======== RECORDS FOR THE TASK
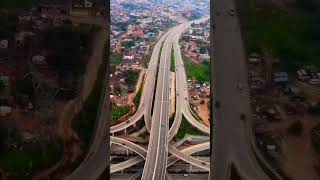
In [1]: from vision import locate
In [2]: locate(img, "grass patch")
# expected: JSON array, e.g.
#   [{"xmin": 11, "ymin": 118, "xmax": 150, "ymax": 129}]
[
  {"xmin": 176, "ymin": 117, "xmax": 204, "ymax": 139},
  {"xmin": 111, "ymin": 106, "xmax": 130, "ymax": 121},
  {"xmin": 236, "ymin": 0, "xmax": 320, "ymax": 72},
  {"xmin": 110, "ymin": 54, "xmax": 122, "ymax": 65},
  {"xmin": 183, "ymin": 56, "xmax": 210, "ymax": 83},
  {"xmin": 0, "ymin": 15, "xmax": 18, "ymax": 38},
  {"xmin": 0, "ymin": 140, "xmax": 62, "ymax": 180},
  {"xmin": 72, "ymin": 52, "xmax": 108, "ymax": 149},
  {"xmin": 309, "ymin": 103, "xmax": 320, "ymax": 116},
  {"xmin": 170, "ymin": 45, "xmax": 176, "ymax": 72},
  {"xmin": 312, "ymin": 124, "xmax": 320, "ymax": 154},
  {"xmin": 230, "ymin": 164, "xmax": 242, "ymax": 180},
  {"xmin": 0, "ymin": 0, "xmax": 35, "ymax": 10}
]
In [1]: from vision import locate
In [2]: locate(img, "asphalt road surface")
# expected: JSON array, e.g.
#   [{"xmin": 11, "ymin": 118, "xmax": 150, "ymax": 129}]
[{"xmin": 211, "ymin": 0, "xmax": 268, "ymax": 180}]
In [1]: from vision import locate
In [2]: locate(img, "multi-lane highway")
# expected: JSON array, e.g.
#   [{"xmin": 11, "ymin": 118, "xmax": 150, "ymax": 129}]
[
  {"xmin": 110, "ymin": 32, "xmax": 169, "ymax": 133},
  {"xmin": 211, "ymin": 0, "xmax": 278, "ymax": 180},
  {"xmin": 142, "ymin": 28, "xmax": 172, "ymax": 180},
  {"xmin": 169, "ymin": 26, "xmax": 210, "ymax": 140},
  {"xmin": 111, "ymin": 18, "xmax": 210, "ymax": 180}
]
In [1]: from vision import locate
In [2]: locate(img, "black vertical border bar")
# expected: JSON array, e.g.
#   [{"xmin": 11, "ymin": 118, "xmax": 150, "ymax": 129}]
[
  {"xmin": 101, "ymin": 0, "xmax": 111, "ymax": 180},
  {"xmin": 209, "ymin": 0, "xmax": 217, "ymax": 180}
]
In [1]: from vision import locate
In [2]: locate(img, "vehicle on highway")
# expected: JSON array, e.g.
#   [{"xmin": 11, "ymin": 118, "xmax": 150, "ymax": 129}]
[
  {"xmin": 229, "ymin": 8, "xmax": 236, "ymax": 16},
  {"xmin": 214, "ymin": 101, "xmax": 221, "ymax": 109},
  {"xmin": 240, "ymin": 113, "xmax": 246, "ymax": 121},
  {"xmin": 236, "ymin": 82, "xmax": 243, "ymax": 91}
]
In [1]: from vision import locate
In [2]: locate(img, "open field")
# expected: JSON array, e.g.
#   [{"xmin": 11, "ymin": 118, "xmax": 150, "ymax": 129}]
[
  {"xmin": 183, "ymin": 56, "xmax": 210, "ymax": 82},
  {"xmin": 237, "ymin": 0, "xmax": 320, "ymax": 72},
  {"xmin": 0, "ymin": 140, "xmax": 62, "ymax": 180},
  {"xmin": 176, "ymin": 118, "xmax": 204, "ymax": 139},
  {"xmin": 111, "ymin": 106, "xmax": 130, "ymax": 121}
]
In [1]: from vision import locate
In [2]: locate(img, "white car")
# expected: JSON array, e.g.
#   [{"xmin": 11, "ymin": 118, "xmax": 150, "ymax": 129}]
[{"xmin": 236, "ymin": 82, "xmax": 243, "ymax": 91}]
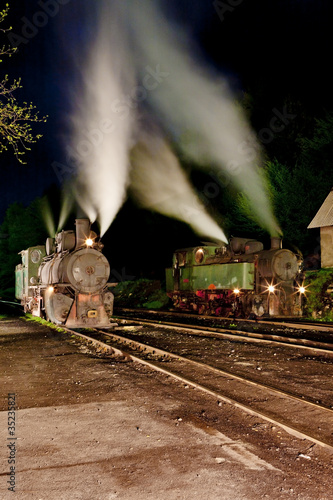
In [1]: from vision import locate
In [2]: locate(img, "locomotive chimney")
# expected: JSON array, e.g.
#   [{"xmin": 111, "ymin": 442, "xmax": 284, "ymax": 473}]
[
  {"xmin": 271, "ymin": 236, "xmax": 282, "ymax": 250},
  {"xmin": 75, "ymin": 219, "xmax": 90, "ymax": 248}
]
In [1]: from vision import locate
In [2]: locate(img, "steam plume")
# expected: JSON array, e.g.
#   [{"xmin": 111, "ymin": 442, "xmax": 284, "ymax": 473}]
[{"xmin": 68, "ymin": 0, "xmax": 280, "ymax": 241}]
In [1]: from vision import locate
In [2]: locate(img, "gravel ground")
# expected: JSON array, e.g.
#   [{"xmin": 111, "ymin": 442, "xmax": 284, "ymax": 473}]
[{"xmin": 0, "ymin": 318, "xmax": 333, "ymax": 500}]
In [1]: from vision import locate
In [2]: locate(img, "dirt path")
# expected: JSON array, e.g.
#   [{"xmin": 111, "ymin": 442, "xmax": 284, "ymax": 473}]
[{"xmin": 0, "ymin": 318, "xmax": 333, "ymax": 500}]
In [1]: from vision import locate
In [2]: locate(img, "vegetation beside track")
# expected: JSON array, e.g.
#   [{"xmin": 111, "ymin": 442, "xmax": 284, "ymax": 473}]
[{"xmin": 304, "ymin": 269, "xmax": 333, "ymax": 321}]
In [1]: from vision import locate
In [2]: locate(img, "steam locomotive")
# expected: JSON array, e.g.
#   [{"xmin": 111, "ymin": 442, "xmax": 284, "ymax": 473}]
[
  {"xmin": 166, "ymin": 238, "xmax": 305, "ymax": 317},
  {"xmin": 15, "ymin": 219, "xmax": 114, "ymax": 328}
]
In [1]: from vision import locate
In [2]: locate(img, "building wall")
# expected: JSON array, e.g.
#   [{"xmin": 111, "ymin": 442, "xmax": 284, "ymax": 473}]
[{"xmin": 320, "ymin": 226, "xmax": 333, "ymax": 268}]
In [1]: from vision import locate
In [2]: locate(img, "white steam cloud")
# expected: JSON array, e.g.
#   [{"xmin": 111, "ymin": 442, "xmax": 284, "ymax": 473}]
[
  {"xmin": 68, "ymin": 0, "xmax": 280, "ymax": 241},
  {"xmin": 68, "ymin": 2, "xmax": 135, "ymax": 234},
  {"xmin": 131, "ymin": 128, "xmax": 227, "ymax": 242}
]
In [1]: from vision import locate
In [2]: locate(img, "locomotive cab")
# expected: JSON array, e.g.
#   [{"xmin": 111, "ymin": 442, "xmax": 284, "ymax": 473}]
[
  {"xmin": 17, "ymin": 219, "xmax": 113, "ymax": 328},
  {"xmin": 166, "ymin": 238, "xmax": 301, "ymax": 316}
]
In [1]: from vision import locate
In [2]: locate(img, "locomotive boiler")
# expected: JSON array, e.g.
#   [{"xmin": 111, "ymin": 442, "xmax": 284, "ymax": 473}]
[
  {"xmin": 166, "ymin": 238, "xmax": 304, "ymax": 317},
  {"xmin": 15, "ymin": 219, "xmax": 113, "ymax": 328}
]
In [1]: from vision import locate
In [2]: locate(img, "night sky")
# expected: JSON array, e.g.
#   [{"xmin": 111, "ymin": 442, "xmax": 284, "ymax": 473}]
[{"xmin": 0, "ymin": 0, "xmax": 332, "ymax": 274}]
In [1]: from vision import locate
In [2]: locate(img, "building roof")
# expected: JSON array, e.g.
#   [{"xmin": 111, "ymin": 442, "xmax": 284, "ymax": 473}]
[{"xmin": 308, "ymin": 188, "xmax": 333, "ymax": 229}]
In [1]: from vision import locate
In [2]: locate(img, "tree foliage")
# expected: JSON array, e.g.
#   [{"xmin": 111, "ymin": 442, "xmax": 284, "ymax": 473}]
[{"xmin": 0, "ymin": 4, "xmax": 46, "ymax": 163}]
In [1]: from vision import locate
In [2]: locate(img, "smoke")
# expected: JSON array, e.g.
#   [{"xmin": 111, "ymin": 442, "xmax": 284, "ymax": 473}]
[
  {"xmin": 67, "ymin": 2, "xmax": 135, "ymax": 234},
  {"xmin": 67, "ymin": 0, "xmax": 280, "ymax": 241},
  {"xmin": 123, "ymin": 0, "xmax": 281, "ymax": 234},
  {"xmin": 131, "ymin": 125, "xmax": 227, "ymax": 242}
]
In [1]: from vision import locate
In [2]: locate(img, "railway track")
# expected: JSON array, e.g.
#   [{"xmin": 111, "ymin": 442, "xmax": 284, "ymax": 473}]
[
  {"xmin": 115, "ymin": 308, "xmax": 333, "ymax": 333},
  {"xmin": 63, "ymin": 322, "xmax": 333, "ymax": 452},
  {"xmin": 115, "ymin": 308, "xmax": 333, "ymax": 352}
]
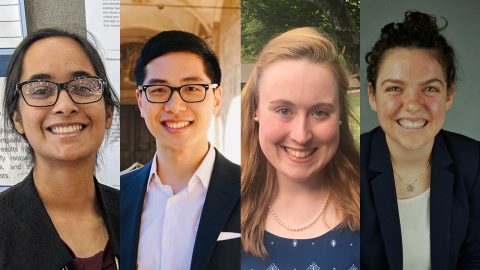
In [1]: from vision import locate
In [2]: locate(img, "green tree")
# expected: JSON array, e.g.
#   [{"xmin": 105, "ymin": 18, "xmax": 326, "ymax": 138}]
[{"xmin": 242, "ymin": 0, "xmax": 360, "ymax": 74}]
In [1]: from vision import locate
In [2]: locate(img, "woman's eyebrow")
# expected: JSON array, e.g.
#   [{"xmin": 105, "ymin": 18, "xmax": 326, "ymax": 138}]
[
  {"xmin": 312, "ymin": 102, "xmax": 335, "ymax": 109},
  {"xmin": 270, "ymin": 99, "xmax": 295, "ymax": 106},
  {"xmin": 420, "ymin": 78, "xmax": 444, "ymax": 86},
  {"xmin": 28, "ymin": 73, "xmax": 52, "ymax": 81},
  {"xmin": 70, "ymin": 70, "xmax": 92, "ymax": 79},
  {"xmin": 380, "ymin": 79, "xmax": 405, "ymax": 85}
]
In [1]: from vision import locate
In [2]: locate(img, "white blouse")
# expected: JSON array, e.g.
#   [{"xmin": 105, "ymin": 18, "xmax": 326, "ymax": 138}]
[{"xmin": 397, "ymin": 189, "xmax": 431, "ymax": 270}]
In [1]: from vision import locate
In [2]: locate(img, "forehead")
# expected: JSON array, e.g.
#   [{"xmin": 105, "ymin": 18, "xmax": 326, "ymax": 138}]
[
  {"xmin": 21, "ymin": 37, "xmax": 96, "ymax": 81},
  {"xmin": 377, "ymin": 48, "xmax": 446, "ymax": 85},
  {"xmin": 259, "ymin": 60, "xmax": 338, "ymax": 106},
  {"xmin": 144, "ymin": 52, "xmax": 210, "ymax": 83}
]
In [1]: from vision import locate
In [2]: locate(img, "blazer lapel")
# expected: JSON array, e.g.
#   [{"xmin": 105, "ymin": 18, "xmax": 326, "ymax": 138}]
[
  {"xmin": 18, "ymin": 173, "xmax": 73, "ymax": 269},
  {"xmin": 120, "ymin": 161, "xmax": 152, "ymax": 269},
  {"xmin": 190, "ymin": 149, "xmax": 240, "ymax": 270},
  {"xmin": 368, "ymin": 129, "xmax": 403, "ymax": 270},
  {"xmin": 430, "ymin": 132, "xmax": 455, "ymax": 269}
]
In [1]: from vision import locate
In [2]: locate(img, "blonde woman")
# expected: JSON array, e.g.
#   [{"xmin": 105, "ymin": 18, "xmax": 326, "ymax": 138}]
[{"xmin": 241, "ymin": 28, "xmax": 360, "ymax": 269}]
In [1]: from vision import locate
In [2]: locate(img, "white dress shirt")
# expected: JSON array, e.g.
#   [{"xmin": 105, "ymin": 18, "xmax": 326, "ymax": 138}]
[
  {"xmin": 397, "ymin": 189, "xmax": 431, "ymax": 270},
  {"xmin": 137, "ymin": 144, "xmax": 215, "ymax": 270}
]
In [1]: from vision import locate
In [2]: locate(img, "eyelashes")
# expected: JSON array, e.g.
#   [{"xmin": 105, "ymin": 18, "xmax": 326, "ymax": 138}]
[
  {"xmin": 276, "ymin": 108, "xmax": 330, "ymax": 118},
  {"xmin": 386, "ymin": 86, "xmax": 440, "ymax": 92}
]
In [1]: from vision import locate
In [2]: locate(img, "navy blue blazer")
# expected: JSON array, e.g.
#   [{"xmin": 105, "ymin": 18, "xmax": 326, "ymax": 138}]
[
  {"xmin": 120, "ymin": 149, "xmax": 241, "ymax": 270},
  {"xmin": 360, "ymin": 127, "xmax": 480, "ymax": 270}
]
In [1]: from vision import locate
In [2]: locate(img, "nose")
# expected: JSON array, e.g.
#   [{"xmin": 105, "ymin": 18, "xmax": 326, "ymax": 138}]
[
  {"xmin": 53, "ymin": 89, "xmax": 78, "ymax": 116},
  {"xmin": 403, "ymin": 89, "xmax": 423, "ymax": 112},
  {"xmin": 290, "ymin": 116, "xmax": 313, "ymax": 145},
  {"xmin": 165, "ymin": 91, "xmax": 186, "ymax": 114}
]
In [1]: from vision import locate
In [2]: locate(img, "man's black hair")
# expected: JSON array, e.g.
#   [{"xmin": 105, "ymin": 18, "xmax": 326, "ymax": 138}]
[{"xmin": 135, "ymin": 31, "xmax": 222, "ymax": 86}]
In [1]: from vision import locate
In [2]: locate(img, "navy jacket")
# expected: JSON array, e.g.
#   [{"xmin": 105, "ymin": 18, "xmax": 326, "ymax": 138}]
[
  {"xmin": 360, "ymin": 127, "xmax": 480, "ymax": 270},
  {"xmin": 0, "ymin": 171, "xmax": 120, "ymax": 270},
  {"xmin": 120, "ymin": 149, "xmax": 240, "ymax": 270}
]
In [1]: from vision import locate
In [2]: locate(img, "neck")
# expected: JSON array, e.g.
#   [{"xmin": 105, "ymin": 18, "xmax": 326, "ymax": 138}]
[
  {"xmin": 156, "ymin": 137, "xmax": 209, "ymax": 194},
  {"xmin": 33, "ymin": 157, "xmax": 96, "ymax": 213},
  {"xmin": 273, "ymin": 170, "xmax": 326, "ymax": 202},
  {"xmin": 385, "ymin": 134, "xmax": 434, "ymax": 168}
]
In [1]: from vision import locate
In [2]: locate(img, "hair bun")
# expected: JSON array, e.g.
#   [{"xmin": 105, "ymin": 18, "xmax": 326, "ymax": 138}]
[{"xmin": 403, "ymin": 10, "xmax": 448, "ymax": 32}]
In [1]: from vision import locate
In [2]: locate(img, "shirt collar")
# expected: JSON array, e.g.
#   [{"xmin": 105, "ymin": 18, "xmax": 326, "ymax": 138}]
[{"xmin": 147, "ymin": 142, "xmax": 215, "ymax": 193}]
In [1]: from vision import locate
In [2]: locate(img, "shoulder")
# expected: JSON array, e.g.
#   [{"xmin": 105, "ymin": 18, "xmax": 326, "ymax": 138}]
[
  {"xmin": 360, "ymin": 127, "xmax": 383, "ymax": 168},
  {"xmin": 98, "ymin": 183, "xmax": 120, "ymax": 204},
  {"xmin": 0, "ymin": 177, "xmax": 31, "ymax": 220},
  {"xmin": 439, "ymin": 129, "xmax": 480, "ymax": 152},
  {"xmin": 213, "ymin": 148, "xmax": 240, "ymax": 179},
  {"xmin": 120, "ymin": 160, "xmax": 153, "ymax": 186},
  {"xmin": 434, "ymin": 130, "xmax": 480, "ymax": 167}
]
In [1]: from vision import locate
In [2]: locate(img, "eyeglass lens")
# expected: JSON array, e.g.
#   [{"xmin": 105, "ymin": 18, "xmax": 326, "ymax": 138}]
[
  {"xmin": 22, "ymin": 78, "xmax": 103, "ymax": 106},
  {"xmin": 145, "ymin": 85, "xmax": 206, "ymax": 102}
]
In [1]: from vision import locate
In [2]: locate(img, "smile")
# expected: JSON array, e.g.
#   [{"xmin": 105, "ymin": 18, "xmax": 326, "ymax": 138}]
[
  {"xmin": 48, "ymin": 125, "xmax": 85, "ymax": 135},
  {"xmin": 284, "ymin": 147, "xmax": 317, "ymax": 158},
  {"xmin": 162, "ymin": 121, "xmax": 193, "ymax": 129},
  {"xmin": 398, "ymin": 119, "xmax": 427, "ymax": 129}
]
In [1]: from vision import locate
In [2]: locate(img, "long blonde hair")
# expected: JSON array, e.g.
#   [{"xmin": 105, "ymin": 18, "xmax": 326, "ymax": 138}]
[{"xmin": 241, "ymin": 28, "xmax": 360, "ymax": 259}]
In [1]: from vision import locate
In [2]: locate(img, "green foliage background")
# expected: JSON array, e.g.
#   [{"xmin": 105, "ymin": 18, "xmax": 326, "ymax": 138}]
[{"xmin": 241, "ymin": 0, "xmax": 360, "ymax": 73}]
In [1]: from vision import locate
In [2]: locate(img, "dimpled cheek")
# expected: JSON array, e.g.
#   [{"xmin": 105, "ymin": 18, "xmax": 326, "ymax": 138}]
[
  {"xmin": 258, "ymin": 121, "xmax": 286, "ymax": 149},
  {"xmin": 381, "ymin": 97, "xmax": 402, "ymax": 119},
  {"xmin": 314, "ymin": 121, "xmax": 340, "ymax": 144},
  {"xmin": 423, "ymin": 97, "xmax": 446, "ymax": 120}
]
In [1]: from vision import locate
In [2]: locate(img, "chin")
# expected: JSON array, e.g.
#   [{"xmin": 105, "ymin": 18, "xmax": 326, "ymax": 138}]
[{"xmin": 281, "ymin": 171, "xmax": 315, "ymax": 182}]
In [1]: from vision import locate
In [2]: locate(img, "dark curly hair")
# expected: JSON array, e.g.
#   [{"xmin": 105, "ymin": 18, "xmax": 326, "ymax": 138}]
[{"xmin": 365, "ymin": 10, "xmax": 457, "ymax": 94}]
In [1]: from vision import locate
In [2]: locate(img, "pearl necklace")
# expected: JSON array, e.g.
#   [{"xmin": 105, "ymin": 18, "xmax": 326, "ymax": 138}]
[{"xmin": 268, "ymin": 192, "xmax": 330, "ymax": 232}]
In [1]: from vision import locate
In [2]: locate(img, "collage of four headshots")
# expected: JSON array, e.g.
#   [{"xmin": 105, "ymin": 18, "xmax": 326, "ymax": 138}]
[{"xmin": 0, "ymin": 0, "xmax": 480, "ymax": 270}]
================
AIM: From the data above, pick out and copy each line that contains the word "woman".

RESULT OF THE EXERCISE:
In [2]: locate(img, "woman's eyebrow")
In [2]: locate(img, "blonde woman")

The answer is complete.